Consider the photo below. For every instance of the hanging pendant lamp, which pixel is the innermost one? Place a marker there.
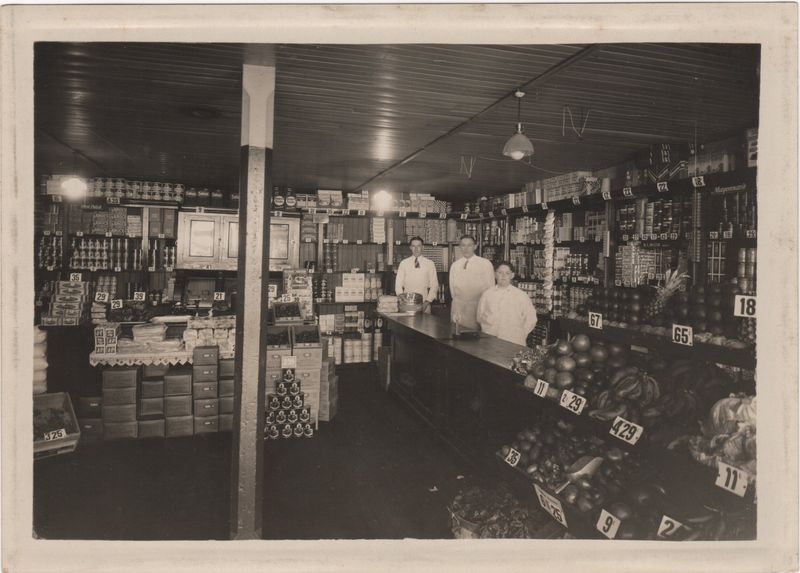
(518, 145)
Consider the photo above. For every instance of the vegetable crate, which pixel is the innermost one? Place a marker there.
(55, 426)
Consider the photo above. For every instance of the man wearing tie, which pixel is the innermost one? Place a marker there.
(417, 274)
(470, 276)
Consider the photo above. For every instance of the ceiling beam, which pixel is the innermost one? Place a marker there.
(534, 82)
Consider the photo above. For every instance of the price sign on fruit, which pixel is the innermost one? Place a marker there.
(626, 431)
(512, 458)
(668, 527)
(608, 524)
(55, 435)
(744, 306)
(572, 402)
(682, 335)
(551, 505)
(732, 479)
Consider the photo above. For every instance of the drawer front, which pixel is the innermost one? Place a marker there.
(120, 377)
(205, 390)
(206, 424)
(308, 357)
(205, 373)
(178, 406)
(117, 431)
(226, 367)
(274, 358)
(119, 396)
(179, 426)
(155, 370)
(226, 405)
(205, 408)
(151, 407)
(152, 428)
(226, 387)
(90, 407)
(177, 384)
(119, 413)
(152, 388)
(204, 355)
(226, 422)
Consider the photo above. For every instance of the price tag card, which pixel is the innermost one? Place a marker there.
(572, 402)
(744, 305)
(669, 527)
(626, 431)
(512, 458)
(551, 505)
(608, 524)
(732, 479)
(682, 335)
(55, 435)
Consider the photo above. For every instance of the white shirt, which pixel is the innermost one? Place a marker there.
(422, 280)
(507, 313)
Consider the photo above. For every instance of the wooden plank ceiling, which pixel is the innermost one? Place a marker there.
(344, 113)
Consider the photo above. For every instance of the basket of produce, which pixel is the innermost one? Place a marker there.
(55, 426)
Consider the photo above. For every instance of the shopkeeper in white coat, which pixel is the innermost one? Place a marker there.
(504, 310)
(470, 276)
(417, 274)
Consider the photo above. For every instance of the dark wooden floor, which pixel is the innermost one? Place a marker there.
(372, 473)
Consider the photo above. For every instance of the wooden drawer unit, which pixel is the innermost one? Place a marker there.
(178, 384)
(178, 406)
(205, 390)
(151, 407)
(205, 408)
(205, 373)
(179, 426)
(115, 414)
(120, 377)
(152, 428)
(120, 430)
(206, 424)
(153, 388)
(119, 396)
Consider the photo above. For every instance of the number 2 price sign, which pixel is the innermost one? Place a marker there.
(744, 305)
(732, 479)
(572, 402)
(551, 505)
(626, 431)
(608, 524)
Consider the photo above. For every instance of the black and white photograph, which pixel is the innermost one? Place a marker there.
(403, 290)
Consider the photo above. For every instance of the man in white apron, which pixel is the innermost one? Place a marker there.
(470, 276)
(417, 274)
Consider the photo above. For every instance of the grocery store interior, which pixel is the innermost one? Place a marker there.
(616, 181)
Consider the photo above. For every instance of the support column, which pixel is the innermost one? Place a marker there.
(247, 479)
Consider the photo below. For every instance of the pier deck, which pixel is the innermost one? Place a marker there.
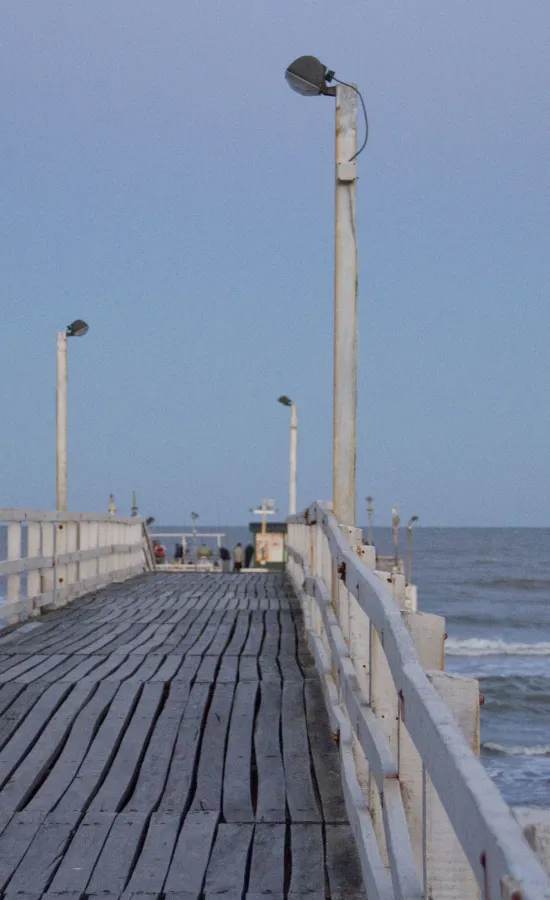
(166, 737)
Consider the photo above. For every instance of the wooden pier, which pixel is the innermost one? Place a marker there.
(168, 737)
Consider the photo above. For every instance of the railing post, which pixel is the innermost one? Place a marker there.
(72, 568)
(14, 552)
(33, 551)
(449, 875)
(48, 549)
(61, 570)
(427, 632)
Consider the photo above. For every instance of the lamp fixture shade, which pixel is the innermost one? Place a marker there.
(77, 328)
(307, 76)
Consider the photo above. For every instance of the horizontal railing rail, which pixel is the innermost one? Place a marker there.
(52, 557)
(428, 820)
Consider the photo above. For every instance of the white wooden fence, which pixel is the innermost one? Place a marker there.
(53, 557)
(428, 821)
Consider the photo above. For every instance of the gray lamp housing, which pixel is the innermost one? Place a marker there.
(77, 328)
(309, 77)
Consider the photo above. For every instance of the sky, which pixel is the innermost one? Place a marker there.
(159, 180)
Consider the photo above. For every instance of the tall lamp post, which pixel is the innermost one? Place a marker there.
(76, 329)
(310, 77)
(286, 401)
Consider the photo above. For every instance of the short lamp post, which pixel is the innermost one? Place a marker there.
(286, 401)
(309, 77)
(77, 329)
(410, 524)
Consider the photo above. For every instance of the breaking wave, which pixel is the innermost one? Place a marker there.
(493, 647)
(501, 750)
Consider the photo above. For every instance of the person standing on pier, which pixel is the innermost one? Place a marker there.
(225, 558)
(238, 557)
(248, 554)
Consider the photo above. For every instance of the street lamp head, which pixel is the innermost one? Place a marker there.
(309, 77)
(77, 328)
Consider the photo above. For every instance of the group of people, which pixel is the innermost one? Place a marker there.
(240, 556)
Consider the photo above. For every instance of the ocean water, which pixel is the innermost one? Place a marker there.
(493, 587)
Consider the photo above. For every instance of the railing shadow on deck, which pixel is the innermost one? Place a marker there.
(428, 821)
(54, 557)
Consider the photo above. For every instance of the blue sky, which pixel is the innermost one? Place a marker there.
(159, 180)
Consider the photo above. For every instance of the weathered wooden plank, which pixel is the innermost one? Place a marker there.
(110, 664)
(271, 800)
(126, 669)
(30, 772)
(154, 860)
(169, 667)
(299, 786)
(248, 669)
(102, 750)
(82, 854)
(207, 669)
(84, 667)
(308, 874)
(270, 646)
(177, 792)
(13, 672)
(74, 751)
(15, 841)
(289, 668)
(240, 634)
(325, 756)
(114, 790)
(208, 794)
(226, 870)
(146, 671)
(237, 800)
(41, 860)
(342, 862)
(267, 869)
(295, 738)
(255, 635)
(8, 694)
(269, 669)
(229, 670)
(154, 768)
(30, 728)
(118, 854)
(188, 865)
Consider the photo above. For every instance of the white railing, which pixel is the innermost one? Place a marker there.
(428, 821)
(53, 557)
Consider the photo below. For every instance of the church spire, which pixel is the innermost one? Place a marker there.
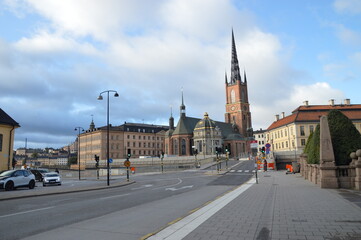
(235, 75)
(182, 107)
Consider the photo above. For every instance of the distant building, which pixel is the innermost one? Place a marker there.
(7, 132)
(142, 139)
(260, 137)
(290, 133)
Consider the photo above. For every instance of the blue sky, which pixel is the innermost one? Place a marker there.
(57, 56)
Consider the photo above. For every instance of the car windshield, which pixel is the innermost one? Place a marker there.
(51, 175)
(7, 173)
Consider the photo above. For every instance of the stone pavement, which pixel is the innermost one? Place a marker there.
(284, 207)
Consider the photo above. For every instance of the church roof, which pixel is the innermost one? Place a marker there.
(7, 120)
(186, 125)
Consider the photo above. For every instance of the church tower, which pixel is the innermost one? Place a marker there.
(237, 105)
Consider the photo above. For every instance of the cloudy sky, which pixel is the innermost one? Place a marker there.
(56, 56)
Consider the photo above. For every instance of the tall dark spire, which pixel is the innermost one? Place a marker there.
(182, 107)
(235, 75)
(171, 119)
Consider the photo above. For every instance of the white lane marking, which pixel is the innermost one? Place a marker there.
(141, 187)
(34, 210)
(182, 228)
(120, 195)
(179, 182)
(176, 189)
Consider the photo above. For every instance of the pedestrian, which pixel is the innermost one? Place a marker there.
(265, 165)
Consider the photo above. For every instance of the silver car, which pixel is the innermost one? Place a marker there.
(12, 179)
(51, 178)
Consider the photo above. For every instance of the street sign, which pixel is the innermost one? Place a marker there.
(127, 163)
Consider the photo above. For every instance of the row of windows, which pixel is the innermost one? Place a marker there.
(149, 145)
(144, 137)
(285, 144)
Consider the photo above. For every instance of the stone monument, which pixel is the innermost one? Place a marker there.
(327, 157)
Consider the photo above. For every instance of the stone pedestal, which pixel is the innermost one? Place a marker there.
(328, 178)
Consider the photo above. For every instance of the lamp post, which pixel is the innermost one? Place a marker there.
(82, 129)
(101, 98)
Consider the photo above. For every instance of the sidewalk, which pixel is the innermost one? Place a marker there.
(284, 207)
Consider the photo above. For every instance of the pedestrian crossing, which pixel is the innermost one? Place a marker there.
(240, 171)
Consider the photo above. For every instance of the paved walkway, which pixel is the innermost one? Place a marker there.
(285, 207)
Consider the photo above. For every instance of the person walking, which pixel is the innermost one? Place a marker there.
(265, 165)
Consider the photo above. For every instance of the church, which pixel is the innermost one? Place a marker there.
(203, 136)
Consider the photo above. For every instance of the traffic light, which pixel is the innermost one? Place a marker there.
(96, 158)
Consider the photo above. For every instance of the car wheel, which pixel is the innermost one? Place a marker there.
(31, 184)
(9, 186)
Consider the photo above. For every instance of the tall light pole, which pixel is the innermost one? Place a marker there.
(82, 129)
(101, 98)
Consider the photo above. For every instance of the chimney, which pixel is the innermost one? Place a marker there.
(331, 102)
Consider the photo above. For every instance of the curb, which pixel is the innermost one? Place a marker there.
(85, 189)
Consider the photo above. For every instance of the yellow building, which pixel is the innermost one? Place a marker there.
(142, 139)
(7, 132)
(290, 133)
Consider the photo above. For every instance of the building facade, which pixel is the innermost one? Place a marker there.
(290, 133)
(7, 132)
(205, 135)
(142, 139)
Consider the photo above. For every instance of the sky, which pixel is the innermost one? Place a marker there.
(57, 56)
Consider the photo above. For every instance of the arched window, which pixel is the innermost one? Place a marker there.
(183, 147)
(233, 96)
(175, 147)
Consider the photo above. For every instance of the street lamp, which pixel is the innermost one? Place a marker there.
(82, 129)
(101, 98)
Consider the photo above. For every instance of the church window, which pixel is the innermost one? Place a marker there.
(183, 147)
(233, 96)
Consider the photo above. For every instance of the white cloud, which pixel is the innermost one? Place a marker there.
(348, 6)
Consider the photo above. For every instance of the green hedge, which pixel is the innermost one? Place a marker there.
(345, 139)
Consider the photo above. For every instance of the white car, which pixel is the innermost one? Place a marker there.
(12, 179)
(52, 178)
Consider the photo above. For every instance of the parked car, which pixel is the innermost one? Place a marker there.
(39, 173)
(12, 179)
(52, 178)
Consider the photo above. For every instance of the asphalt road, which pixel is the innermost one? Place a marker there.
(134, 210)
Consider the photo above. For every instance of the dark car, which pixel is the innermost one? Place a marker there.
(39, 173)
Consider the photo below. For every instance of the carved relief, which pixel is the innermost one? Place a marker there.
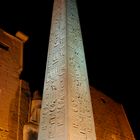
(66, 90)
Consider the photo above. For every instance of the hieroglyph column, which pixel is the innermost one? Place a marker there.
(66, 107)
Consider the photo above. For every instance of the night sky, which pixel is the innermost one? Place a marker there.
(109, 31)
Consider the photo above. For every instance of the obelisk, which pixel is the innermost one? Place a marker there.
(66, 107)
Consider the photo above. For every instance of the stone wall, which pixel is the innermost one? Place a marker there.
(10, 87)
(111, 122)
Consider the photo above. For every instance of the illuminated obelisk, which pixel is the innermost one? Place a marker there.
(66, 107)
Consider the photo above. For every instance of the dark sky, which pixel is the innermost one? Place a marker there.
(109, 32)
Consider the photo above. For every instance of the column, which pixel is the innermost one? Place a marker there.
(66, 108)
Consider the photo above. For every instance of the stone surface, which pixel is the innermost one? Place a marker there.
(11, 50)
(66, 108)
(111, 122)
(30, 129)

◆ **EXERCISE DIRECTIONS**: Nothing but the exact lines of the data above, from the line containing "dark sky, which" through the last, should appear in the answer.

◆ **RESPONSE**:
Consider the photo above. For every instance of the dark sky, which pixel is the innermost one? Place a marker there.
(109, 32)
Consider the photo above. For every instance of the column, which pixel is the innermost one? Place a marker there.
(66, 108)
Consider the photo above. For every instance of the stone surface, which pixel is the innermost one? Place a marker there.
(11, 50)
(66, 108)
(111, 122)
(30, 129)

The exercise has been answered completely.